* Begin THE RECORDS *
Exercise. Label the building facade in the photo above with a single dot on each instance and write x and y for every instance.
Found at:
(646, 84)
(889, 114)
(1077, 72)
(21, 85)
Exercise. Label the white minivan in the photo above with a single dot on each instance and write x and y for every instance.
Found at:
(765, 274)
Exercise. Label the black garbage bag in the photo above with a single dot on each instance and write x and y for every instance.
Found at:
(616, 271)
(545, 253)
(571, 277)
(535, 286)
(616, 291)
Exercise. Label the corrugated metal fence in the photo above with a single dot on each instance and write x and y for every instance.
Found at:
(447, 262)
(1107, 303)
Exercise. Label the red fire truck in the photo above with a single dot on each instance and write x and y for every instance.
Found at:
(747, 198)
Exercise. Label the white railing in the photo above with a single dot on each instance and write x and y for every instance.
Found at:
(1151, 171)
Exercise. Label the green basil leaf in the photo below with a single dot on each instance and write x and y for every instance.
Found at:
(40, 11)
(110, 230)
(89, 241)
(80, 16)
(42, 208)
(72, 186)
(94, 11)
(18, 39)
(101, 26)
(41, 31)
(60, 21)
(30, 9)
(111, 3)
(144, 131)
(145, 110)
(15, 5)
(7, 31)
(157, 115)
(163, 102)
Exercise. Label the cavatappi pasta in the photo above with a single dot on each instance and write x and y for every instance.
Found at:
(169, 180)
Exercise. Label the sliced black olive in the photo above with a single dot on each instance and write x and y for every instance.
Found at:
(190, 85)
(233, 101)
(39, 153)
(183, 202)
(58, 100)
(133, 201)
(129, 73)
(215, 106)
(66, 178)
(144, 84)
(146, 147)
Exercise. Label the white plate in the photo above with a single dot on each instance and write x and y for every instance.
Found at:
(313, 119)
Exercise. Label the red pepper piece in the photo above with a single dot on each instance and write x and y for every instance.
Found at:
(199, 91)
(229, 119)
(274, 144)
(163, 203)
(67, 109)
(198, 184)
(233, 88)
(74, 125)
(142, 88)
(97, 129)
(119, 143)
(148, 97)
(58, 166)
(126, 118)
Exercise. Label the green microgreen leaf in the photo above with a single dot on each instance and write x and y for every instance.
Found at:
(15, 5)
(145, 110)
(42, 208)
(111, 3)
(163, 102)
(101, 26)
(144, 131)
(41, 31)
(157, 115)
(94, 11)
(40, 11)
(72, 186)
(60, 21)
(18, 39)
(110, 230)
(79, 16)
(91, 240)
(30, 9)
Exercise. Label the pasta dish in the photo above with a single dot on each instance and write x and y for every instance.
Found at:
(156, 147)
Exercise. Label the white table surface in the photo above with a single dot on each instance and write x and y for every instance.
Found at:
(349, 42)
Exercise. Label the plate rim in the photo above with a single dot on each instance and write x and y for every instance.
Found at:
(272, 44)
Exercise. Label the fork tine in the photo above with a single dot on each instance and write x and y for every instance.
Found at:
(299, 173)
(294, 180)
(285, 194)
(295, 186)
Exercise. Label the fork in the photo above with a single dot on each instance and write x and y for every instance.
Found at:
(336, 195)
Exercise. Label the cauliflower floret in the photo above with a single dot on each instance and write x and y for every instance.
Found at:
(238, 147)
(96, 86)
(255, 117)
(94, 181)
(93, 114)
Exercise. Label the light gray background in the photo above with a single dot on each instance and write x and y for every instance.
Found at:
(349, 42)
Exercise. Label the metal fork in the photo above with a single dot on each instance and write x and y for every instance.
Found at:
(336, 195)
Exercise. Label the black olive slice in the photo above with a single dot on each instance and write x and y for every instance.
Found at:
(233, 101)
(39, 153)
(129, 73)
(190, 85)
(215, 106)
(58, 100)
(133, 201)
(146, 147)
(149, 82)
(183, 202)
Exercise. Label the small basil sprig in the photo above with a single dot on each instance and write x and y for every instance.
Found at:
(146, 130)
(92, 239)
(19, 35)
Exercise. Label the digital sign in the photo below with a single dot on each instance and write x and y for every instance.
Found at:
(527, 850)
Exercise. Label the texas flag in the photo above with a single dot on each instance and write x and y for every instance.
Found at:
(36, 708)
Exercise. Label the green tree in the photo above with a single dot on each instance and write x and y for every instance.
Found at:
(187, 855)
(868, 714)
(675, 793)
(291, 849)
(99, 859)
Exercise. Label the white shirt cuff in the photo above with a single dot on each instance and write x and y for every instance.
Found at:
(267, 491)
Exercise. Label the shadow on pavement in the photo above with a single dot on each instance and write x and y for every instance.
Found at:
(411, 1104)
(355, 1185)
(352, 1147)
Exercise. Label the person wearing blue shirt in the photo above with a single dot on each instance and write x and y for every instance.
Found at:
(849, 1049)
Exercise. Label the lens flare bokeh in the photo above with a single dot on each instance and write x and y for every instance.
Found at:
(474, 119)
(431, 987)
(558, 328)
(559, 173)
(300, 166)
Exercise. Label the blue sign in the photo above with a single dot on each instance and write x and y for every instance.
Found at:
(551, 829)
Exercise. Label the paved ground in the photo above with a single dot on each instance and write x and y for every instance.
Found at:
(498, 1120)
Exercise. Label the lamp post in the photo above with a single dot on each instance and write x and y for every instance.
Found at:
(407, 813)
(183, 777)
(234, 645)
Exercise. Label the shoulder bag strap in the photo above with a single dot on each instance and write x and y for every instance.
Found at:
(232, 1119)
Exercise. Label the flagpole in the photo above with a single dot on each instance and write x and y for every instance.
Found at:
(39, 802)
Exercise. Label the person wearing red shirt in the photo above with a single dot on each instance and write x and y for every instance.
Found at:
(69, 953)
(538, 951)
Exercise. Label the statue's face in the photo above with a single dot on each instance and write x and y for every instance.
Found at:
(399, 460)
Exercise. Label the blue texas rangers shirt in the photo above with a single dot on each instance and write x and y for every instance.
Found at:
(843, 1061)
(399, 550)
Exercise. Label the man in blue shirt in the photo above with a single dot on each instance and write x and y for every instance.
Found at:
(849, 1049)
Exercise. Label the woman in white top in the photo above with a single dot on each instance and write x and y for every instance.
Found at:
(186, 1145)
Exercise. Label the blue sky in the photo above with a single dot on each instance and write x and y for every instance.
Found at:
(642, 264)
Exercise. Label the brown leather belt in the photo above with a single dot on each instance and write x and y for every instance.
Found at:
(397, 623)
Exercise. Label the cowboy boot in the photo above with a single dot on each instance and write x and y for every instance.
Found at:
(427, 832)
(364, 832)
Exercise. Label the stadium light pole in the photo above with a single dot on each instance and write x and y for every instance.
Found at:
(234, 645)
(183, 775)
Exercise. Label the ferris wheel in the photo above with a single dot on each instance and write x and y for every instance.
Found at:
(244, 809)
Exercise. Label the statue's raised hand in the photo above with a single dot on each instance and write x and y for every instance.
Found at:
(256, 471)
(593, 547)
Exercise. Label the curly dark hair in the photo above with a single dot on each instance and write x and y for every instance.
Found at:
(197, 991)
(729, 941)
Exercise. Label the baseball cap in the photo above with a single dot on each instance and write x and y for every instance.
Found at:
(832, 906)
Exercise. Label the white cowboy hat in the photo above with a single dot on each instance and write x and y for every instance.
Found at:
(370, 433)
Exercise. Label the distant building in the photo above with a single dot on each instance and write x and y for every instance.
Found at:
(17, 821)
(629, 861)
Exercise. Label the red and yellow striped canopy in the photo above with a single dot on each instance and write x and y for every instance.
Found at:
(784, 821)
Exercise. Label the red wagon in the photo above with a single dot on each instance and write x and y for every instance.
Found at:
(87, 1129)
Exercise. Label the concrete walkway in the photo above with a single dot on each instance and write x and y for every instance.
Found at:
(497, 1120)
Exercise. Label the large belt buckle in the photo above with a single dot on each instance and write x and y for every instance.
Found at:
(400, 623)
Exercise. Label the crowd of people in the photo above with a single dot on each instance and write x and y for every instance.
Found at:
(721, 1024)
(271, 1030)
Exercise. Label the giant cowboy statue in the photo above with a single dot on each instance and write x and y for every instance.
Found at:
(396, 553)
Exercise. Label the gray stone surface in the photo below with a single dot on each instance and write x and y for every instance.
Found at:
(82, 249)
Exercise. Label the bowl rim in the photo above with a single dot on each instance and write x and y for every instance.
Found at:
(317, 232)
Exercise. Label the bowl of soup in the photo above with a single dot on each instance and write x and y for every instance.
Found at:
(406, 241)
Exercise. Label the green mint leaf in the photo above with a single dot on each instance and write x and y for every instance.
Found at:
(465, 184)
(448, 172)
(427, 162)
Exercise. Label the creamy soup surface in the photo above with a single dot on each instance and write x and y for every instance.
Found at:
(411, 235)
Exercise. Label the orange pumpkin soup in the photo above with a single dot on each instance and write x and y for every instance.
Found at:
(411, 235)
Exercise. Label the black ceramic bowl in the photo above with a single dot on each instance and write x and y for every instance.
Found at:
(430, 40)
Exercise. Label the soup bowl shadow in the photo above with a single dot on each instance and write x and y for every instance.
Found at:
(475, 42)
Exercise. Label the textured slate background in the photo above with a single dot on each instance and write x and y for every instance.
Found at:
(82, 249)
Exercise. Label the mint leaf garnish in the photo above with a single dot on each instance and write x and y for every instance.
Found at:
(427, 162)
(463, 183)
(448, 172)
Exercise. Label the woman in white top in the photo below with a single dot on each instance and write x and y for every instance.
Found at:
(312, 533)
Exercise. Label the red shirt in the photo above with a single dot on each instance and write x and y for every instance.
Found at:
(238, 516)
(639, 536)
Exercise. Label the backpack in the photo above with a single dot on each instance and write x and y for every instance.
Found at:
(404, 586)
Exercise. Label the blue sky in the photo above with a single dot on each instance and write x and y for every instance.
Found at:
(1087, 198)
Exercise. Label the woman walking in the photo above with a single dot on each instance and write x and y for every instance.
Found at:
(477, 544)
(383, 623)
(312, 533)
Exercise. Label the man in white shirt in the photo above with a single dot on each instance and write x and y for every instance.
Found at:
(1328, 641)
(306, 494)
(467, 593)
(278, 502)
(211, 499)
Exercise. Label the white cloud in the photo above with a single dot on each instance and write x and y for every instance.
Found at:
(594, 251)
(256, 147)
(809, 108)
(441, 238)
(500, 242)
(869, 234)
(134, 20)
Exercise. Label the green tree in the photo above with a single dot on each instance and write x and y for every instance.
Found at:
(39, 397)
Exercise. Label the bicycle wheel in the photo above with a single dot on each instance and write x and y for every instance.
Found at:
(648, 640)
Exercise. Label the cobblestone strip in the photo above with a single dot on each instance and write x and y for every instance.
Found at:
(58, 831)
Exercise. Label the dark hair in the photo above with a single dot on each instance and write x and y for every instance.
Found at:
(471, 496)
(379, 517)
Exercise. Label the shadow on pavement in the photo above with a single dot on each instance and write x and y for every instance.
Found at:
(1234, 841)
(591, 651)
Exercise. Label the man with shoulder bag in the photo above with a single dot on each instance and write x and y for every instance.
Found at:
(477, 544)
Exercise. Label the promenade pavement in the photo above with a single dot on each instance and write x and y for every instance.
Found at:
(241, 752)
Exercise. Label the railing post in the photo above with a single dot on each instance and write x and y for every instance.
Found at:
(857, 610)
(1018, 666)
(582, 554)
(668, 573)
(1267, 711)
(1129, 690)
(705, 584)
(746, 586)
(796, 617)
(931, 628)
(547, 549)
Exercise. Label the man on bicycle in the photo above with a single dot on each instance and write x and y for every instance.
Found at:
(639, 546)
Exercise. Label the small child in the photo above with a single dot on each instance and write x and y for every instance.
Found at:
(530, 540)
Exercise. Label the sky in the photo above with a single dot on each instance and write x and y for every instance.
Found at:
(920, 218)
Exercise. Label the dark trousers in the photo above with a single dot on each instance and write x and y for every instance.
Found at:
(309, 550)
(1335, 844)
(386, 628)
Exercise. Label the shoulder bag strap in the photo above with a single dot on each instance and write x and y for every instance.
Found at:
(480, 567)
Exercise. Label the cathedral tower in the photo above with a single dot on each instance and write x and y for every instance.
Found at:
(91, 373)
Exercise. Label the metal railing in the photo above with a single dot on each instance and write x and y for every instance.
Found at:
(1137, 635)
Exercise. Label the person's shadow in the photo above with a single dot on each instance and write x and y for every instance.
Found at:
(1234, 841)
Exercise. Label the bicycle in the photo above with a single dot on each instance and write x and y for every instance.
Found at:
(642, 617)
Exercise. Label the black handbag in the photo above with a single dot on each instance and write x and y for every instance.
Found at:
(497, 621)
* End THE RECORDS *
EXERCISE PROMPT: Reproduce, unchanged, the records from the line containing "Exercise. Label the person's" through the end of the records, with both ends included.

WORKED ANSWER:
Exercise. Label the person's shadow in the photo above with a single dot on each instance and write x and y for every instance.
Found at:
(1234, 841)
Exercise. Label the bicycle in the photo above with a single dot on each instance and write x and y for every instance.
Found at:
(642, 617)
Exercise. Label the black handbag in the photo above with a single dot on each instance and write x and y for every instance.
Found at:
(497, 621)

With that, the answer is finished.